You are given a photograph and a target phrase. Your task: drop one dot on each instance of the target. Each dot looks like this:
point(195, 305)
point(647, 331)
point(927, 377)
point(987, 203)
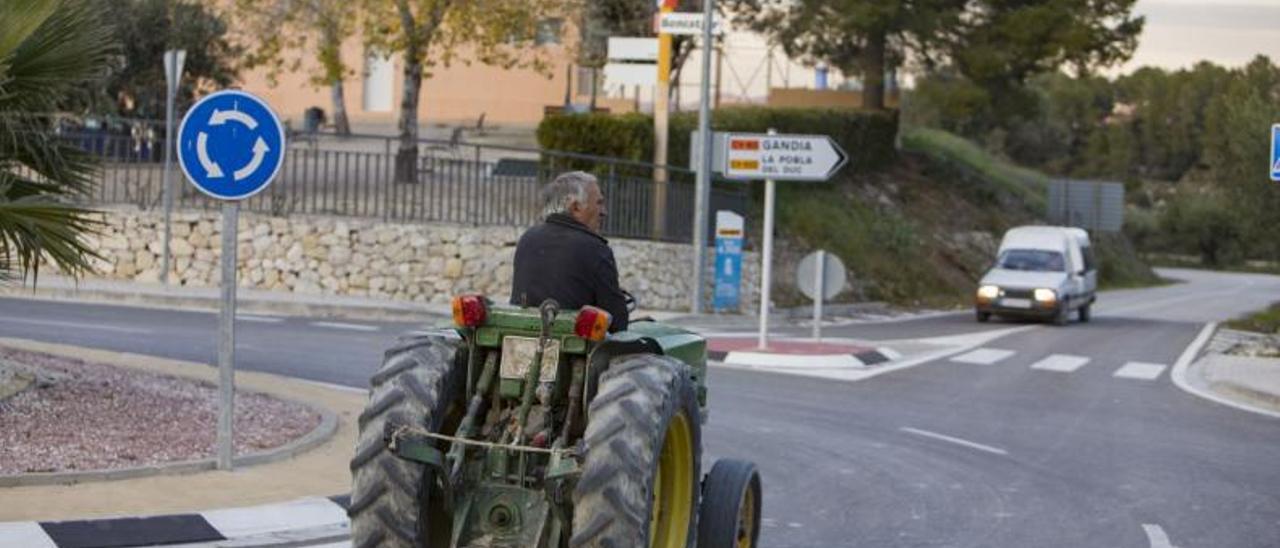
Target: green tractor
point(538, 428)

# # # #

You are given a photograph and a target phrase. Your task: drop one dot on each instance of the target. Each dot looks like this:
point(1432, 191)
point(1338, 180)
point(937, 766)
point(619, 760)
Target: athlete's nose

# # # #

**What the exercise asks:**
Find every line in the entries above that contains the string "point" and copy those lines out. Case counts.

**Task solution:**
point(195, 305)
point(647, 331)
point(927, 377)
point(987, 203)
point(538, 428)
point(1432, 191)
point(1338, 180)
point(937, 766)
point(619, 760)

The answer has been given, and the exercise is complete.